*Text to read:*
○ ○ ○ ○ ○ ○ ○
Tene masak: I'm not all that confident in my evaluation there, though. I wouldn't be too surprised to learn that I'd missed something important, etc. 09:47
masak Tene: the way I've always imagined it is that there are all these minute differences between different languages that would cause problems. maybe I'm worrying too much.
Tene: for example, let's say a language without a concept of 'undef' communicates with one with such a concept. what happens when an 'undef' is returned across the barrier? 09:48
Tene masak: My approach has always been that when dealing with another language, you get that language's objects back. If you want to convert them into something more-locally-conventional, that's fairly meaningless to do in general, so you have to do it specifically on a case-by-case basis.
masak ok. that sounds fairly sane, actually. 09:49
the conversion is the task of the caller language.
Tene masak: There are the base vtable operations, like get_bool and get_str and so on. In Ruby, 0 is true, so if you get back a ruby 0 integer, it would be true, unless you explicitly convert it to a Perl integer. 09:50
Exactly.
masak I think the most immediate win for Perl 6 would be a HLL interop with and XML or database library. combined with jnthn's work on reprs, that could be really useful. 09:51
Tene masak: i very much agree.
masak maybe I should have put that up as a GSoC Perl 6 task.
is it too late to do that already?
moritz_ not at all
masak \o/
now I just need to find the tuits... :) 09:52
masak writes something
Tene masak: The two big things for me with hll interop object mapping stuff is that 1) you don't actually want the semantics to change, if the foreign code returns something that it thinks is truthy, you want it to keep being truthy when you use it.
○ ○ ○ ○ ○ ○ ○
(Dataset rows showing where objects appear)
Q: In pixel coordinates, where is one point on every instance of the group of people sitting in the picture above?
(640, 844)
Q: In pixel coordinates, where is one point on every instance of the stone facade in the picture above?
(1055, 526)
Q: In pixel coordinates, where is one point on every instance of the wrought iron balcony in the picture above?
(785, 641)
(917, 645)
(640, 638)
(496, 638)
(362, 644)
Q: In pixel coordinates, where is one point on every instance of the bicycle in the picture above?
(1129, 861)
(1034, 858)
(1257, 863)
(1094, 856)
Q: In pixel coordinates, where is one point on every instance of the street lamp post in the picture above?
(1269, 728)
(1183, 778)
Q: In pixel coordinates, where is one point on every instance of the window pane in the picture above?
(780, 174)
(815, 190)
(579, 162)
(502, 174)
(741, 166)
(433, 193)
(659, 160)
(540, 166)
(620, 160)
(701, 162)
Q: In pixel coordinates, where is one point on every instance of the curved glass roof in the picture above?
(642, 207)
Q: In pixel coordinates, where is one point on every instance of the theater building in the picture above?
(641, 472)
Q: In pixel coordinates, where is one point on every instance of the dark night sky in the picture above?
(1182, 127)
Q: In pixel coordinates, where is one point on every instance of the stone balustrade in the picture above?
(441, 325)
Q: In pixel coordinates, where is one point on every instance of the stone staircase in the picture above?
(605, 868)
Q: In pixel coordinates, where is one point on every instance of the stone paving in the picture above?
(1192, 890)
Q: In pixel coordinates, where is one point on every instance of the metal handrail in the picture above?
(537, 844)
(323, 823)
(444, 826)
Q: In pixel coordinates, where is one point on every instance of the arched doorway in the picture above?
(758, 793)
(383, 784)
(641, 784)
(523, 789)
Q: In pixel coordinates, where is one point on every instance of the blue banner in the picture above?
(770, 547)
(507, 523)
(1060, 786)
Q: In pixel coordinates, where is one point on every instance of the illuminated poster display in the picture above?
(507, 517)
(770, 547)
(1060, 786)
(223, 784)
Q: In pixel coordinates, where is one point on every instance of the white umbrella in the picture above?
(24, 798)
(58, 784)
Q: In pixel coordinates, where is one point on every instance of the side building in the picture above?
○ ○ ○ ○ ○ ○ ○
*Goal A:* In the chat about cross-language interop, what does Tene say about 0 in Ruby?
*Goal B:* Continue the chat about cross-language interop from its last line.

*Answer A:* In Ruby, 0 is true.

*Answer B:*
and 2) by far the most-common use case is getting objects from a specific library or class, not primitives. In those cases, you *want* the objects you get back to have the API that's documented in the library docs. 09:53
In the cases that you want something more-specific, you can write your own glue layer to represent the differences, but it's not meaningful to do it in general, and you lose far too much with any kind of least-common-denominator serialization format. 09:54
masak gist.github.com/888173 -- feedback welcome 09:56
I don't know where proposals such as this should really go, so someone is welcome to point me right, or just put it in the right place. 09:57
Tene: I agree on all accounts.
moritz_ masak: epo.means.no/gsoc2011/ideas
masak thank you. 09:58
ooh, "Revive MAD".
Tene masak: The policy that I've maintained over all of this is that I fully acknowledge that I may be insufficiently smart to discover HLL mapping semantics that are good enough to be generally desirable, but every proposal I've seen or come up with to automatically map or whatever has been worse than just doing nothing.
masak :) 09:59
Tene I'm enthusiastic about reviewing any proposals that anyone can come up with, because if someone *can* do it right, that would be pretty great, and I don't want to discourage anyone from trying. 10:00
moritz_ I think it's a good step to do no conversions at all, and then experiment with an automaticaly adapt() multi sub or so that can try such mappings 10:01
masak probably per-language-pair mappings can become popular and adopted. 10:02
moritz_ aye
Tene moritz_: I think that there may be some utility in language-specific glue libraries that you can choose to use if you like. Rakudo could ship with Python.pm and Ruby.pm etc. (or pynie.pm and cardinal.pm).
masak updated: epo.means.no/gsoc2011/ideas
moritz_ or for rakudo I'd provide a basic mapper that turns every RPA into an array or Parcel or so
Tene and definitely a library for adapting objects from the "parrot" language 10:05
donri masak: Oh, I wasn't talking about the pod parser 10:17
Is HLL interop supposed to work with things like IO streams? 10:22
masak donri: oh! 10:23
donri So a Perl 6 package can say "this requires Python interop"; though then comes the question if it should be able to install Python packages too :P 10:32
masak I wouldn't mind that. :) 10:33
donri: well, I certainly believe in HLL interop in general, it's just that... I haven't seen a good example of it yet.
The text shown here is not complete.